[Article start]
Dietz lanterns are good, too, requiring just a wick instead of a very fragile globe; they run on kerosene. And, a kerosene lantern can be used indoors. However, ALWAYS TRIM THE WICK OF A KEROSENE LANTERN to reduce emissions and odor. The older Dietz lanterns are far better constructed than the new ones.

For Dietz lanterns go visit ebay. For Petromax, visit the following site:

http://www.britelyt.com/


----------



## monkeymay (Feb 11, 2002)

For many years my attitude was - if I can't wear heels, I'm not going. Anything less than hotel and room service was roughing it. 

But a few years ago my best friend and I took off on our own little "Thelma and Louise" roadtrip thru back road Indian country off route 66.
Ended up camping in Chaco Canyon, New Mexico. Fantastic - totally got into outdoor cooking, hanging out with a bottle and watching the stars. Spent 4 days in the middle of nowhere turning in to a desert rat. The one thing I could not live without - the stove top espresso maker. That hot cup of coffee just made the world a better place!
[Article end]
[Data records start]
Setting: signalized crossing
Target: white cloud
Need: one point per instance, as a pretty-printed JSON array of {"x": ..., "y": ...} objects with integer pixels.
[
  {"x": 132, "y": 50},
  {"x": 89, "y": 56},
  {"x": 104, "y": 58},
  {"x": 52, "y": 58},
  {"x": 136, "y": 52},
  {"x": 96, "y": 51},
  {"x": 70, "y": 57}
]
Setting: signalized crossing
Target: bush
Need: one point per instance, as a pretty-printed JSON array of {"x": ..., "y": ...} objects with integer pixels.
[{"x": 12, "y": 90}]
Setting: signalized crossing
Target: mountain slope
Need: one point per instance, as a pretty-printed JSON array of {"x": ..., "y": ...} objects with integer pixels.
[Data records end]
What the task asks: Repeat, word for word, the stretch of the camping thread from "http://www.britelyt.com/" through "off route 66.".

Exercise result:
http://www.britelyt.com/


----------



## monkeymay (Feb 11, 2002)

For many years my attitude was - if I can't wear heels, I'm not going. Anything less than hotel and room service was roughing it. 

But a few years ago my best friend and I took off on our own little "Thelma and Louise" roadtrip thru back road Indian country off route 66.